Repeat the lines of the listing from its start through the line containing "Outline every instance of the encrusting", inclusive, without changing anything.

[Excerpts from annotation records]
## begin

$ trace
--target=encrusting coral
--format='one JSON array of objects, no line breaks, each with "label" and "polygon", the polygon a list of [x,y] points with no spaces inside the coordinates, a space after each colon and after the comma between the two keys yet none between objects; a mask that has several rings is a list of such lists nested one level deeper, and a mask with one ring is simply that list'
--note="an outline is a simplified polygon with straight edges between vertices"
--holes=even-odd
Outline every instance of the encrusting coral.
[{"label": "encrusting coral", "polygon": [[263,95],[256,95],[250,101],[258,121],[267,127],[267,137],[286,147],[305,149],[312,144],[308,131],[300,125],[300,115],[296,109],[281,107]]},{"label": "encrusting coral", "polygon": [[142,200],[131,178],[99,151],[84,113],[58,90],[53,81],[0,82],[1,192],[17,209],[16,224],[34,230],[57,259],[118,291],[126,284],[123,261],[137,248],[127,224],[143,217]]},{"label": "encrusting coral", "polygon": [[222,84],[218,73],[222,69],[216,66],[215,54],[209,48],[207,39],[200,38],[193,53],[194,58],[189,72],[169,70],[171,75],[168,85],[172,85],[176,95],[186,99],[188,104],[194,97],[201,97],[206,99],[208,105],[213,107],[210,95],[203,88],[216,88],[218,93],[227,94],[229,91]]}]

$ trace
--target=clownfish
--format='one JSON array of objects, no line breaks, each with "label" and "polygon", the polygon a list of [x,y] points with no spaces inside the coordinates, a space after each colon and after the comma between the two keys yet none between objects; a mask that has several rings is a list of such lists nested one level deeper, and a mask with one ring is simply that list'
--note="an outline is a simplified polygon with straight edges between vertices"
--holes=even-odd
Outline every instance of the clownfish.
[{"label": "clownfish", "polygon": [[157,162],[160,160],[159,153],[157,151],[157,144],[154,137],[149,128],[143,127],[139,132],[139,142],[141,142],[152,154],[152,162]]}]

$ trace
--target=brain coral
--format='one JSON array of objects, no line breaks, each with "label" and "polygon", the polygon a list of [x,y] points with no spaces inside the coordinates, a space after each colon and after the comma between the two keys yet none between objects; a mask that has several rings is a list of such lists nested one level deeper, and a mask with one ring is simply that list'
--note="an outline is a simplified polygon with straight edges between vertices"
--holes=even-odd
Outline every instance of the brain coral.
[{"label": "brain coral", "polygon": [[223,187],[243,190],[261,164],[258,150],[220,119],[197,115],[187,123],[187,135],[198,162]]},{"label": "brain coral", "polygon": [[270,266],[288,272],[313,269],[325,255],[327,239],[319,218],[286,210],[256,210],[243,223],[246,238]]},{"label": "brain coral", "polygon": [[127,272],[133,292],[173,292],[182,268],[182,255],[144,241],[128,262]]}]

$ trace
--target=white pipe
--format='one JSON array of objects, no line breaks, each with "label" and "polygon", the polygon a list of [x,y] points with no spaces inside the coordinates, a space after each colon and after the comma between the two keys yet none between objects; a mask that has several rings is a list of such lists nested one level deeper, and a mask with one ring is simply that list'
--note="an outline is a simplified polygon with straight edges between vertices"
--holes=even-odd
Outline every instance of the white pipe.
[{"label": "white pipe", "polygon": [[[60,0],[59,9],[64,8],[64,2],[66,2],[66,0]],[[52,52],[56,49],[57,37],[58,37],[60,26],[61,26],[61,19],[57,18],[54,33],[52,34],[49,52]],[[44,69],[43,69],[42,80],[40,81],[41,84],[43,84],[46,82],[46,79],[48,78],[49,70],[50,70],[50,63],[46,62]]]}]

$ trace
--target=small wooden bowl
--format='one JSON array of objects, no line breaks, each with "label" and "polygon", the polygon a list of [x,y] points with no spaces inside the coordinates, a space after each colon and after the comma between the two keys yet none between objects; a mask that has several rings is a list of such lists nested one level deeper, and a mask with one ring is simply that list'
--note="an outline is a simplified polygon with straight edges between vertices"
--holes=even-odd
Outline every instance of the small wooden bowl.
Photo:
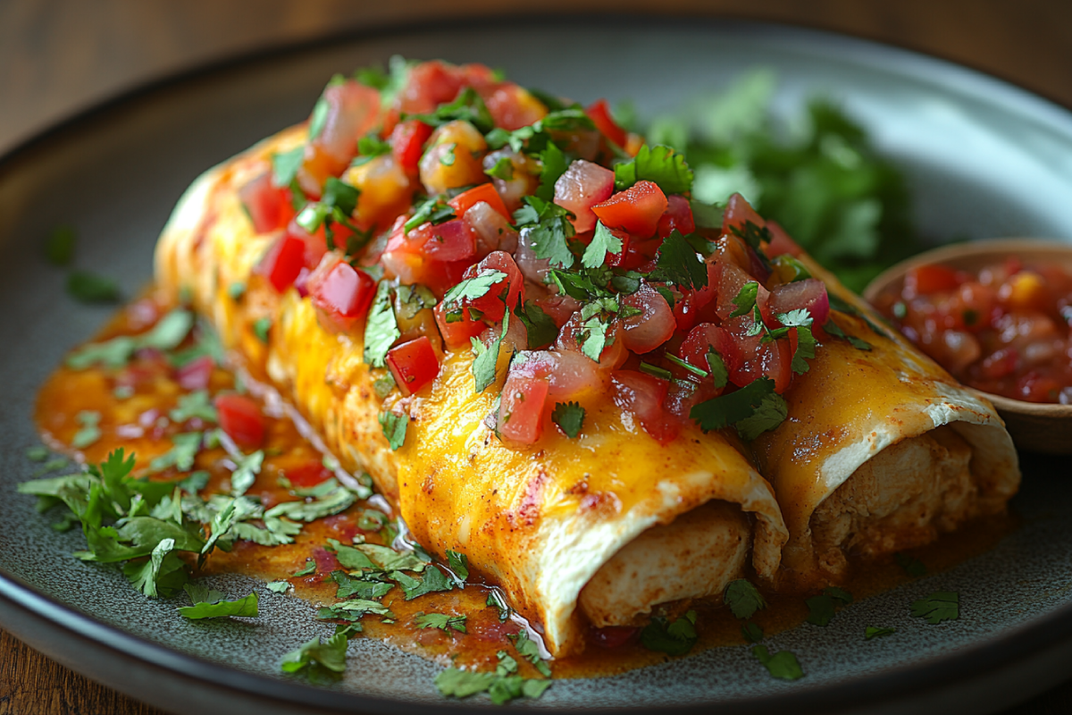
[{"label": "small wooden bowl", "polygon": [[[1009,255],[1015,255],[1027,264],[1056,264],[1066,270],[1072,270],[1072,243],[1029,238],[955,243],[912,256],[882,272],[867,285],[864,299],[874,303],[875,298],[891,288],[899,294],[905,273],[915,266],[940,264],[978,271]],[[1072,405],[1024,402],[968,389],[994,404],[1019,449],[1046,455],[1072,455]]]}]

## end

- **OUTPUT OF THE TASK**
$ trace
--target=encrusting coral
--format='one JSON array of objects, no line breaks, each with "label" and "polygon", the polygon a list of [x,y] points with no spaces inside the coordinates, a space after each colon and after the comma between the two keys yet none between objects; a mask that has several rings is a list of such lists nested one level deeper, and a mask with one ring is simply that list'
--note="an outline is a simplified polygon with straight edges between vertices"
--holes=even-odd
Outline every instance of the encrusting coral.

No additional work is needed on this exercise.